■ Collection entries ■

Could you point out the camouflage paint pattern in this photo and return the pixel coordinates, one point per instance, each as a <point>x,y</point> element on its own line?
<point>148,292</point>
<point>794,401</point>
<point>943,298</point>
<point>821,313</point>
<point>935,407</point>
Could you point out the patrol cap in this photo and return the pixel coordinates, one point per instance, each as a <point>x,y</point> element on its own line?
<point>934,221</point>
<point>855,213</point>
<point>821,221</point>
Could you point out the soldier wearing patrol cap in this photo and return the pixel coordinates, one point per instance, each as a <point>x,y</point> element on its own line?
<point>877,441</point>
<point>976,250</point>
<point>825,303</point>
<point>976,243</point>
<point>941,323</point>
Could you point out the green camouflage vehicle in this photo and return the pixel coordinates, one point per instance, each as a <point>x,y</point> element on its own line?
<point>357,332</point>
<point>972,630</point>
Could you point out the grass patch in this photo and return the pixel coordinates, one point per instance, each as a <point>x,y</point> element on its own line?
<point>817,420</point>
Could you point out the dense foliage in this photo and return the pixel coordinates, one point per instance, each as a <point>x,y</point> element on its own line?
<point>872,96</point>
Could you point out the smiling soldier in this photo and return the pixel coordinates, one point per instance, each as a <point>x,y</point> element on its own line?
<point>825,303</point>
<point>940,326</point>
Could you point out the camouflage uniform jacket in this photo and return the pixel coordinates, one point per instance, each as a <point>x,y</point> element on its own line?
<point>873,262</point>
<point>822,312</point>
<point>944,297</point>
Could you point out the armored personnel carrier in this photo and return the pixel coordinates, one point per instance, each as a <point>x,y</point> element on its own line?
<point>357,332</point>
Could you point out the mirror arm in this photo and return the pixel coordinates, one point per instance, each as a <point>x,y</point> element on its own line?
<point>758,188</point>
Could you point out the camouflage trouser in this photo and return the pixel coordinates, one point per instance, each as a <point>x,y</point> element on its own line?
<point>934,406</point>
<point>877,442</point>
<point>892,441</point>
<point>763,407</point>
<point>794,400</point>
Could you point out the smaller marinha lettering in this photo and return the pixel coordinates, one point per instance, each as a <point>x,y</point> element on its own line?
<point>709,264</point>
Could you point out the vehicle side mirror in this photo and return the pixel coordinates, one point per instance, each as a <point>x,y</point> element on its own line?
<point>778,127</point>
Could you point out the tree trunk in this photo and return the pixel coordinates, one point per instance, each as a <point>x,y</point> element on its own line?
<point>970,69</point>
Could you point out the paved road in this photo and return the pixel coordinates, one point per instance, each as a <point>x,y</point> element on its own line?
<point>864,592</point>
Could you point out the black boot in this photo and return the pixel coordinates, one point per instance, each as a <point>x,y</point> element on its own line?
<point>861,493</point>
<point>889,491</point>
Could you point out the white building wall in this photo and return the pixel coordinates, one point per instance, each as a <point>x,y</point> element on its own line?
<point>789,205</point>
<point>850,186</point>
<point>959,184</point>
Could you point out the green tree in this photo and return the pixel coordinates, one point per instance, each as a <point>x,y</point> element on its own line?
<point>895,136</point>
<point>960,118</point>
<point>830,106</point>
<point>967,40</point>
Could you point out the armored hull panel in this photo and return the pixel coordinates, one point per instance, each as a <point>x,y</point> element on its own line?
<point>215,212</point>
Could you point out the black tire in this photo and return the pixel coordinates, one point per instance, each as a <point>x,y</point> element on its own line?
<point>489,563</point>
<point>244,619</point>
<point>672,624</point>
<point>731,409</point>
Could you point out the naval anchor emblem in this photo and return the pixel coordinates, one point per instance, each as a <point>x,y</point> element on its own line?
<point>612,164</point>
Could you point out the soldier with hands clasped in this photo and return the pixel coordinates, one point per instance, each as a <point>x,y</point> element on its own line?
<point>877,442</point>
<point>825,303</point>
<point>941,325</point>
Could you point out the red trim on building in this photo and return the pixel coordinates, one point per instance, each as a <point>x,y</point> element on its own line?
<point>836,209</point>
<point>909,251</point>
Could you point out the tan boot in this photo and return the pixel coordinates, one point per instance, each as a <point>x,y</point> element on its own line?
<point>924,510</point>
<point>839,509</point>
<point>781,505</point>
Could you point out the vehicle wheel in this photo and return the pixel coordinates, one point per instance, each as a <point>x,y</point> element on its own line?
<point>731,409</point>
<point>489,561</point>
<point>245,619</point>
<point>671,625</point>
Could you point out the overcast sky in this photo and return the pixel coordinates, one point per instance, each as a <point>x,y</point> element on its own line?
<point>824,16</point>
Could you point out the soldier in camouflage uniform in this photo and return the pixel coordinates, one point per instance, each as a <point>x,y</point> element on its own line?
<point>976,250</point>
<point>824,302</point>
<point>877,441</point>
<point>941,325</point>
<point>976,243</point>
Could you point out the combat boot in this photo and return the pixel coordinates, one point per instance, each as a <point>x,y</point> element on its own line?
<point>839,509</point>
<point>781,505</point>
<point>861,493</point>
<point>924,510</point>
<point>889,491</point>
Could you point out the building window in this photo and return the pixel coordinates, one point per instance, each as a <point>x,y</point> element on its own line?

■ Work to be completed ■
The records above should be restated word for word in their entirety.

■ Solution ■
Could you point out the camouflage paint pattern in this photo and return the pixel coordinates, one point per instance, each as a <point>x,y</point> element on its own line?
<point>148,292</point>
<point>794,401</point>
<point>943,298</point>
<point>821,313</point>
<point>935,407</point>
Could you point out the patrol cap in this photo and return the pixel coordinates, one point per instance, each as a <point>x,y</point> element on its own line?
<point>934,221</point>
<point>855,213</point>
<point>821,221</point>
Could you point out the soldier wearing patrol cap in this photo and return the pixel coordinates, one point per instance, each as a <point>x,y</point> element on its own line?
<point>877,441</point>
<point>976,250</point>
<point>825,303</point>
<point>976,243</point>
<point>941,323</point>
Could you point out the green camouflage vehicle in this photo and return the pixel coordinates, one point per instance, each as a <point>x,y</point> element on its own line?
<point>357,332</point>
<point>972,630</point>
Could you point out the grass patch in this photo and return the pixel coordinates, one point per instance, each as a <point>x,y</point> element on its own line?
<point>817,420</point>
Could you point out the dense foliage in this photo and return the pixel coordinates, one point per instance, each as a <point>x,y</point> element on its own line?
<point>872,96</point>
Could you point out the smiling soldier in this photo and return the pixel coordinates, one point per instance, each as a <point>x,y</point> element on its own line?
<point>825,303</point>
<point>940,326</point>
Could you point out the camouflage uniform jacket in this photo and return the pixel coordinates, one point per instance, each as a <point>x,y</point> element on its own line?
<point>873,262</point>
<point>822,312</point>
<point>944,297</point>
Could you point out the armored personnel carrier in this photo and return the pixel coordinates, one point per instance, each as a <point>x,y</point> element on its own line?
<point>357,332</point>
Could you point out the mirror arm in this photo and return the pixel coordinates, one point per instance, each as a <point>x,y</point> element on its own line?
<point>758,188</point>
Could you point out the camouflage trouser in this photo and return the pixel coordinates, one point per instance, each as a <point>x,y</point> element on its own line?
<point>934,406</point>
<point>877,442</point>
<point>892,441</point>
<point>763,407</point>
<point>794,400</point>
Could you point out the smaller marinha lettering in this photo and return the pixel coordinates, one point per instance, each as a <point>x,y</point> element on its own line?
<point>709,264</point>
Could you point out the vehicle side mirror in this photo and return the pixel coordinates, one point per instance, each as a <point>x,y</point> element on its own line?
<point>778,127</point>
Could you point out the tree trunk in this photo and return the pixel coordinates, one point per instance, each as a <point>x,y</point> element on its own line?
<point>970,69</point>
Could you point out the paved road in this photo and return the pixel coordinates, one point per instance, each as a <point>x,y</point> element on its own line?
<point>864,592</point>
Could you point out the black boot in this photo and return the pixel coordinates, one point per instance, each as a <point>x,y</point> element on its own line?
<point>861,493</point>
<point>889,491</point>
Could you point out the white building wall in this photo and return the pixel coordinates, one point per instance, each as a <point>x,y</point> element on its own line?
<point>789,205</point>
<point>850,186</point>
<point>959,184</point>
Could you point out the green tree in this photo and return the pixel coordinates, one point per instance, each as a <point>x,y</point> element on its own line?
<point>895,136</point>
<point>960,118</point>
<point>830,106</point>
<point>967,40</point>
Could you point out the armored hull panel in this photo and return the pixel coordinates, one point per instance, each as a <point>x,y</point> element on its own line?
<point>215,212</point>
Could you point out the black tire in this photo and return the pixel coordinates, one point per instance, each as a <point>x,y</point> element on its own line?
<point>489,563</point>
<point>244,619</point>
<point>672,624</point>
<point>731,409</point>
Could you point out the naval anchor emblem in this photo and return the pixel coordinates, one point per instance, each as a <point>x,y</point> element on its own line?
<point>612,164</point>
Could you point out the soldier with hands clasped in this photo and return the pixel coordinates, one point per instance, each as a <point>x,y</point> element on its own line?
<point>877,442</point>
<point>825,303</point>
<point>941,325</point>
Could you point out the red trim on building in this photo and return the pixel coordinates, one point per instance, each as a <point>x,y</point> element on its own line?
<point>836,209</point>
<point>909,251</point>
Could you point out the tan boot in this photo and return the pixel coordinates, one point per instance, each as a <point>x,y</point> element on its own line?
<point>924,510</point>
<point>839,509</point>
<point>781,505</point>
Could you point out the vehicle wheel in this photo and return the pixel coordinates, one point per instance, each as a <point>x,y</point> element on its own line?
<point>731,409</point>
<point>489,561</point>
<point>245,619</point>
<point>671,625</point>
Could you point out the overcast sky in this photo and return the pixel coordinates, one point per instance, each as a <point>x,y</point> element on its own line?
<point>824,16</point>
Could you point out the soldier in camouflage uniform in this photo and return the pixel coordinates, one point per instance, each as a <point>x,y</point> element on its own line?
<point>976,250</point>
<point>824,302</point>
<point>877,441</point>
<point>941,325</point>
<point>976,243</point>
Could you point out the combat boot in this photo and return the pixel coordinates, one point per instance, each as a <point>x,y</point> element on its own line?
<point>839,509</point>
<point>781,505</point>
<point>861,493</point>
<point>924,510</point>
<point>889,491</point>
Could you point out the building window in this photo and return the pixel coordinates, one point per instance, each as a <point>x,y</point> element on its own line?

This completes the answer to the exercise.